▶ _EXERCISE DESCRIPTION_: Only one stretch of the data below is needed. Output the lines from the one with "Each instance of the group" up to and including the one with "Each instance of the snowy", exactly as they stand.

▶ _RECORDS SUPPLIED_:
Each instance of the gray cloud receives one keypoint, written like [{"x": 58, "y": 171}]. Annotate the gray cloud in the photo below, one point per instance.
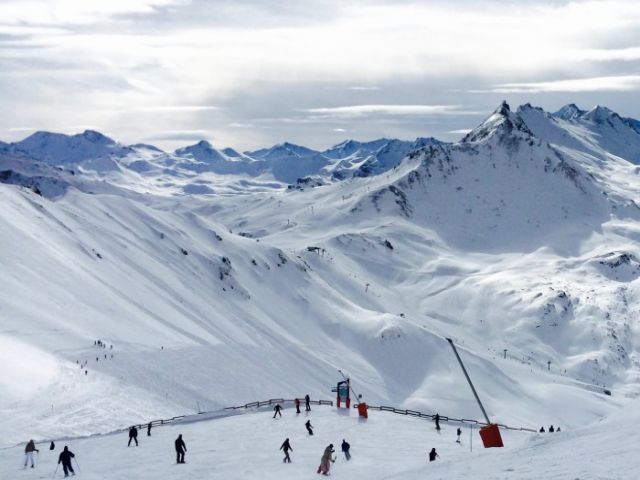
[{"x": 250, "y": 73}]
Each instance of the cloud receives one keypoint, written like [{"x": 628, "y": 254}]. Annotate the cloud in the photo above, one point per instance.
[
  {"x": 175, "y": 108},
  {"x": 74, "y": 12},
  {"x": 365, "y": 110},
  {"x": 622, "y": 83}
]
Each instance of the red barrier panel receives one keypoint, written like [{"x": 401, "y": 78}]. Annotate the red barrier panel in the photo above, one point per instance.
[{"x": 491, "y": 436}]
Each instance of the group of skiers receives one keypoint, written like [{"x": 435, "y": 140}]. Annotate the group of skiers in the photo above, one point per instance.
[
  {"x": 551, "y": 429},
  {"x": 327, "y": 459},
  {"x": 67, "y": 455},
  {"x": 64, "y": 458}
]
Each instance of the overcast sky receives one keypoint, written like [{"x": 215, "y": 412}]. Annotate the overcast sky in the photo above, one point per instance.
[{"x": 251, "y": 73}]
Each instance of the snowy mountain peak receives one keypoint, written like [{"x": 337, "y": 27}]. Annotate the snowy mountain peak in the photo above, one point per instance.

---

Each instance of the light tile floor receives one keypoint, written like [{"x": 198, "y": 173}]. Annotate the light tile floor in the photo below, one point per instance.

--

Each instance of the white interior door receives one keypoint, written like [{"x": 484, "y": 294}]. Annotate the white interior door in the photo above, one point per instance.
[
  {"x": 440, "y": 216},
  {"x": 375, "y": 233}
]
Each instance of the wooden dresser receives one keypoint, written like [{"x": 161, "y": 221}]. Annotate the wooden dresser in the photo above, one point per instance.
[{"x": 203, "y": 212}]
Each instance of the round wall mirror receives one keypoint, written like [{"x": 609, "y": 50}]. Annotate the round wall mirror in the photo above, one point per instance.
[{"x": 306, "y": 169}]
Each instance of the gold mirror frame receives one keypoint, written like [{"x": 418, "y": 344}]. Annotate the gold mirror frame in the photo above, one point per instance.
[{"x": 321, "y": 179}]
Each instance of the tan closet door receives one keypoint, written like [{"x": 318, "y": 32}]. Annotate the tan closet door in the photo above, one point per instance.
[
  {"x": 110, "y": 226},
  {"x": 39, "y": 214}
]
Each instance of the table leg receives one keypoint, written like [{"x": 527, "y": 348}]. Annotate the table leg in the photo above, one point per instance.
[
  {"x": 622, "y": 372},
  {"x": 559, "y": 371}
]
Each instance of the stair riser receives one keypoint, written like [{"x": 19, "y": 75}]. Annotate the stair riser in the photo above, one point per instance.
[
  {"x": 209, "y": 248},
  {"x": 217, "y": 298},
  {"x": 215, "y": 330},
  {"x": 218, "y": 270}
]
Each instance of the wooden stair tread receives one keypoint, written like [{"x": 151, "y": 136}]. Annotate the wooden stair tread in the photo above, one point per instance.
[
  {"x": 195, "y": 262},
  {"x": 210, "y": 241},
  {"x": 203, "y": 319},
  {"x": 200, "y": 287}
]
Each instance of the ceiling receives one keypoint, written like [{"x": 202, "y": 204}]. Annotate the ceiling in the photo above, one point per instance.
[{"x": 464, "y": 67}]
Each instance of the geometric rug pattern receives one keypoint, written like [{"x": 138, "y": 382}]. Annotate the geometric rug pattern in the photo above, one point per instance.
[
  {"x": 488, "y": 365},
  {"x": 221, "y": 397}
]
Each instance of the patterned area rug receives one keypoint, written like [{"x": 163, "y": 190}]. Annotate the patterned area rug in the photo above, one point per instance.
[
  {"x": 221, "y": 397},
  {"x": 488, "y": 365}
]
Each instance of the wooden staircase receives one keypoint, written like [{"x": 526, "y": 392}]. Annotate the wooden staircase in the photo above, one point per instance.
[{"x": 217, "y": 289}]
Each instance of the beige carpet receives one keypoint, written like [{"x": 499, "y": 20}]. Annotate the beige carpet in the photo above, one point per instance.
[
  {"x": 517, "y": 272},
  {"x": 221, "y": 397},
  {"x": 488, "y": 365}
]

▶ _TASK ANSWER_:
Each instance of the group of skiers receives one keypoint, written like [{"x": 435, "y": 140}]. Annotate the group of skiers in the photo above, one point per instance.
[
  {"x": 551, "y": 429},
  {"x": 327, "y": 459},
  {"x": 67, "y": 455},
  {"x": 64, "y": 458}
]
Each instance of the overcast sky receives one keypoint, written like [{"x": 215, "y": 412}]. Annotate the overcast sky in the photo above, one point per instance.
[{"x": 251, "y": 73}]
Each instance of the snowy mountain peak receives one keypoint, written like [{"x": 337, "y": 27}]. Annotate the snowy mountain peak in the photo above, one point per instance.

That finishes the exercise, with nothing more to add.